* **Problem to solve**: Copy the listing below word for word, from its first line up to and including the line with "pixel 57 61". Stop there and copy nothing after it.

Data items:

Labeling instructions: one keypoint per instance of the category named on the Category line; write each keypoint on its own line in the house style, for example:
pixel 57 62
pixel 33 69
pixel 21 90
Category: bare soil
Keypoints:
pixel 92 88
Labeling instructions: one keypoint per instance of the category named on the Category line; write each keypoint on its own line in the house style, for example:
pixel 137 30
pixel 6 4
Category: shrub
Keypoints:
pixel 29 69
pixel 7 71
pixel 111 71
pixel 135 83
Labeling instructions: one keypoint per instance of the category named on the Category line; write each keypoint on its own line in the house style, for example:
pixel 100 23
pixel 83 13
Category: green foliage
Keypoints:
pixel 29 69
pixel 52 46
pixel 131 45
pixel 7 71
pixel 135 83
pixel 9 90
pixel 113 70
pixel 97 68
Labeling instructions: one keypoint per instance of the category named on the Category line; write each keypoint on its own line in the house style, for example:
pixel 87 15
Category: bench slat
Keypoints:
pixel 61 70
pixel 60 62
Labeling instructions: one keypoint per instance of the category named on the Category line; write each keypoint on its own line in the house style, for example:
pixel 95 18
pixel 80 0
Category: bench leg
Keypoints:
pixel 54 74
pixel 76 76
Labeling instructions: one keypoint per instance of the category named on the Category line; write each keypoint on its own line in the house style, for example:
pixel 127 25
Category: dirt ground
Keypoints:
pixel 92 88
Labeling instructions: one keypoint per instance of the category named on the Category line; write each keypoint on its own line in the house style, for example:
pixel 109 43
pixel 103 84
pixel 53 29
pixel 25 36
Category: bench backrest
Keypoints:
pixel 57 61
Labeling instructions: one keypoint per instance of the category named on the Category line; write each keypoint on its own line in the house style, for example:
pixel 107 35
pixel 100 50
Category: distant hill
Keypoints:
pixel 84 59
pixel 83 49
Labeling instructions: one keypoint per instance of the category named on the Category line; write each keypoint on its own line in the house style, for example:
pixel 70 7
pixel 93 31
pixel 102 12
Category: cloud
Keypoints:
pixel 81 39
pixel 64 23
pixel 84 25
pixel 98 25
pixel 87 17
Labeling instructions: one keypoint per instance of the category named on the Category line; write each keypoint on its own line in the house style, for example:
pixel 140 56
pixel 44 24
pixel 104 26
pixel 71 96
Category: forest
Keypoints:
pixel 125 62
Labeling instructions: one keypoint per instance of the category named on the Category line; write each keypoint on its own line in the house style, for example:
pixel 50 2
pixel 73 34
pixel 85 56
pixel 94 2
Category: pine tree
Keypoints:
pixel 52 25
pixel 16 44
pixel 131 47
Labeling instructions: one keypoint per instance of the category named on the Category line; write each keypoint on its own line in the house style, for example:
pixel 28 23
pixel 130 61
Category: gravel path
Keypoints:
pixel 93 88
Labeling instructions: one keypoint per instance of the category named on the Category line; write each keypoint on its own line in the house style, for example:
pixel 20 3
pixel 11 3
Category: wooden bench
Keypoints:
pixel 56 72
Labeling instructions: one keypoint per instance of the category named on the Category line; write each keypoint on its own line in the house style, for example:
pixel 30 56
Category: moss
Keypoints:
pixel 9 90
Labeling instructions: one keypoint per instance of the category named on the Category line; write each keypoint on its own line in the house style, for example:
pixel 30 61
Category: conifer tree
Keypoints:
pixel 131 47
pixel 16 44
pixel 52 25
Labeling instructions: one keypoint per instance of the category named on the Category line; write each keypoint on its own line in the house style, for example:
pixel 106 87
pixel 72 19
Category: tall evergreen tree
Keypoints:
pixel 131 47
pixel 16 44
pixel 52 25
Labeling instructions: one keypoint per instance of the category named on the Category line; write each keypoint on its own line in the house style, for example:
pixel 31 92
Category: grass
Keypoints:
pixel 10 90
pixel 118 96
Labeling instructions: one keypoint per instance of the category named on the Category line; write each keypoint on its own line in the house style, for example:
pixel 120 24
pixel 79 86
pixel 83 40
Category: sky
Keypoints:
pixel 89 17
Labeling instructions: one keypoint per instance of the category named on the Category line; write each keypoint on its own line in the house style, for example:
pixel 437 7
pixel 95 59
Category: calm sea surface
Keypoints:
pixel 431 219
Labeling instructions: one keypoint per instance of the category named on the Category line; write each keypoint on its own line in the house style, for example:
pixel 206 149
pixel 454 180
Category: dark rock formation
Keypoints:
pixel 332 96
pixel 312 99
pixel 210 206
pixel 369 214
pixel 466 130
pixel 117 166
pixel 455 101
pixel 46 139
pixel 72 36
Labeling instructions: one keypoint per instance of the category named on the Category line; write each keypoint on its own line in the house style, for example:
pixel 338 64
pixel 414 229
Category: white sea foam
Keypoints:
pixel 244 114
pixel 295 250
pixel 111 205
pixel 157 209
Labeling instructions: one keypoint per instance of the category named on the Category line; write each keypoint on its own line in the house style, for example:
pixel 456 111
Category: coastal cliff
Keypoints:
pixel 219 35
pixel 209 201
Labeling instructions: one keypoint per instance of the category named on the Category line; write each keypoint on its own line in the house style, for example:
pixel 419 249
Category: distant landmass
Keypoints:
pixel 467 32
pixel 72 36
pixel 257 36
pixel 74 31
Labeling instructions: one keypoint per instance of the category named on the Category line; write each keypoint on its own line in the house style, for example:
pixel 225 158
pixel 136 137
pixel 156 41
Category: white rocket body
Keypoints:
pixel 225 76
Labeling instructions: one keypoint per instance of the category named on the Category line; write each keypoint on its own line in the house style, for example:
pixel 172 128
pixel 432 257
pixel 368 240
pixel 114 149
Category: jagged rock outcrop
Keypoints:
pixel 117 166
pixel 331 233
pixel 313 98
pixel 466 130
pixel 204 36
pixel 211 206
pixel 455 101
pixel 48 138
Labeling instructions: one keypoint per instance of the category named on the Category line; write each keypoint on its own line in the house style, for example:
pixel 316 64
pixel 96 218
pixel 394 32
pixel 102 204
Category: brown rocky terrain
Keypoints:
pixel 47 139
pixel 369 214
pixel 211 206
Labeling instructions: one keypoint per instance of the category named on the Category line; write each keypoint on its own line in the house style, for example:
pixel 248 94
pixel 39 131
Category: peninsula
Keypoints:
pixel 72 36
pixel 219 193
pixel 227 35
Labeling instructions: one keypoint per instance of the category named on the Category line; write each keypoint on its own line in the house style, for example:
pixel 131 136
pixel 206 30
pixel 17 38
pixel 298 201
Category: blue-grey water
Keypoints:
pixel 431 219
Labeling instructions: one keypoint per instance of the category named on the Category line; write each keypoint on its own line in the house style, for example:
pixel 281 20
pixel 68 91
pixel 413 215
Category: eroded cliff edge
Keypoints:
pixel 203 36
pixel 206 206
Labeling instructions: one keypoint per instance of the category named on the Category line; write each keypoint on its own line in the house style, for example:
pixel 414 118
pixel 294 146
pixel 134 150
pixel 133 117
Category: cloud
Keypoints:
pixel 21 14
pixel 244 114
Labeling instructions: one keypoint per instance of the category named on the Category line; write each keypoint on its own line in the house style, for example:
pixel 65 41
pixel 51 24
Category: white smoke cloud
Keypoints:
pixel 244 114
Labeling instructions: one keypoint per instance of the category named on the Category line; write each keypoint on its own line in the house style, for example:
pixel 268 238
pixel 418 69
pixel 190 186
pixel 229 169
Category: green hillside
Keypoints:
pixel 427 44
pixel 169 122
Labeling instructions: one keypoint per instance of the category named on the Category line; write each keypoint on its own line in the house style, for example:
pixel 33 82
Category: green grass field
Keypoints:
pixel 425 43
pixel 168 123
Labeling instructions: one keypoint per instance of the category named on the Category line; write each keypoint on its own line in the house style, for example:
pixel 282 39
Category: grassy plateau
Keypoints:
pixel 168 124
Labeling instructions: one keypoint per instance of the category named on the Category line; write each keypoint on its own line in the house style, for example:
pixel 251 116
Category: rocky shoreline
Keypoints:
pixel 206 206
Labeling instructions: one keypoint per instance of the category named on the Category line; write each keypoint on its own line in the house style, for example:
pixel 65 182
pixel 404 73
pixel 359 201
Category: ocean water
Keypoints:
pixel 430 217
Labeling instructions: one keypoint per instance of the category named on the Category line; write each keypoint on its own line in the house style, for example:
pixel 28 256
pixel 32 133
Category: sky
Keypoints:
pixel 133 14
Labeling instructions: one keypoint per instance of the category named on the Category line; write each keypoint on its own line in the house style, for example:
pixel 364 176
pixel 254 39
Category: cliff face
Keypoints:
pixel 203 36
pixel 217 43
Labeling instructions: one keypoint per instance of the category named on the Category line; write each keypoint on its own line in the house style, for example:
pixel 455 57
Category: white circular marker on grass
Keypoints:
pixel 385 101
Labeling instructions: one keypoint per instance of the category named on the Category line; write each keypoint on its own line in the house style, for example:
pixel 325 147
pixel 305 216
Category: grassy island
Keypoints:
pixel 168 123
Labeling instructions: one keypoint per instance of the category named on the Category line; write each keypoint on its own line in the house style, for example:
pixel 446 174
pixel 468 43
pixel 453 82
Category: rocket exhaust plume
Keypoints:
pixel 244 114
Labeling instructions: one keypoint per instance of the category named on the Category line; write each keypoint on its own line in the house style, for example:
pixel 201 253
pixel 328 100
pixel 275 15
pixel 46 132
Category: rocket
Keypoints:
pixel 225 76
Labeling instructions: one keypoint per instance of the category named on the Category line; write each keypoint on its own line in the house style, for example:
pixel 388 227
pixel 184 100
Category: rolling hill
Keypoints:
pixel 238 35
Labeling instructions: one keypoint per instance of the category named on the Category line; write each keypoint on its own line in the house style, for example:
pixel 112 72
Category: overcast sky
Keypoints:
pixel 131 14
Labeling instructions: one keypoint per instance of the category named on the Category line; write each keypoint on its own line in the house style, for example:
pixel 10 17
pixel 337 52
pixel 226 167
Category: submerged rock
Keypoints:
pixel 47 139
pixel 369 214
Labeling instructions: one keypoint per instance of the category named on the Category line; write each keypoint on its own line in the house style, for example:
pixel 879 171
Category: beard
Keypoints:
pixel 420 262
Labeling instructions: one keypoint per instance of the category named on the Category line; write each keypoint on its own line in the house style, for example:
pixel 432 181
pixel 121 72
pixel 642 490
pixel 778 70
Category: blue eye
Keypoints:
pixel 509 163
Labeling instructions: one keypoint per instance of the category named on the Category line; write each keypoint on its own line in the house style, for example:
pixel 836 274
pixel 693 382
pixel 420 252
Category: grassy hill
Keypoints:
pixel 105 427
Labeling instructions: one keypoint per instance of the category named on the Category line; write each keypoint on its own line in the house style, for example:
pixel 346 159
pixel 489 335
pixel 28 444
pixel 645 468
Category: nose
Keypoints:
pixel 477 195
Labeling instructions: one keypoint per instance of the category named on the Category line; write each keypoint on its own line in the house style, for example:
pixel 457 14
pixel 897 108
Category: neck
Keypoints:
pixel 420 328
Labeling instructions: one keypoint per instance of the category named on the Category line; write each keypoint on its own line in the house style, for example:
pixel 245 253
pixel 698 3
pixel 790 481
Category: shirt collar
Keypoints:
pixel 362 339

* **Solution**:
Labeling instructions: one keypoint per instance of the category named on the Category line; write each keypoint on its own line in the house style, for example:
pixel 57 62
pixel 33 69
pixel 21 90
Category: bare soil
Keypoints:
pixel 92 88
Labeling instructions: one keypoint per instance of the category named on the Category line; write each keypoint on its own line in the house style, for example:
pixel 137 30
pixel 6 4
Category: shrub
Keypoints:
pixel 29 69
pixel 7 71
pixel 111 71
pixel 135 83
Labeling instructions: one keypoint per instance of the category named on the Category line; write each keypoint on its own line in the house style, for example:
pixel 100 23
pixel 83 13
Category: green foliage
Keypoints:
pixel 29 69
pixel 52 46
pixel 131 45
pixel 7 71
pixel 135 83
pixel 9 90
pixel 113 70
pixel 97 68
Labeling instructions: one keypoint per instance of the category named on the Category line; write each keypoint on its own line in the house style, for example:
pixel 87 15
Category: bench slat
Keypoints:
pixel 61 70
pixel 60 62
Labeling instructions: one keypoint per instance of the category named on the Category line; write each keypoint on its own line in the house style, for example:
pixel 95 18
pixel 80 0
Category: bench leg
Keypoints:
pixel 54 74
pixel 76 76
Labeling instructions: one keypoint per instance of the category named on the Category line; write each keypoint on its own line in the house style, for example:
pixel 127 25
Category: dirt ground
Keypoints:
pixel 92 88
Labeling instructions: one keypoint per instance of the category named on the Category line; write each keypoint on its own line in the house style, for example:
pixel 109 43
pixel 103 84
pixel 53 29
pixel 25 36
Category: bench backrest
Keypoints:
pixel 57 61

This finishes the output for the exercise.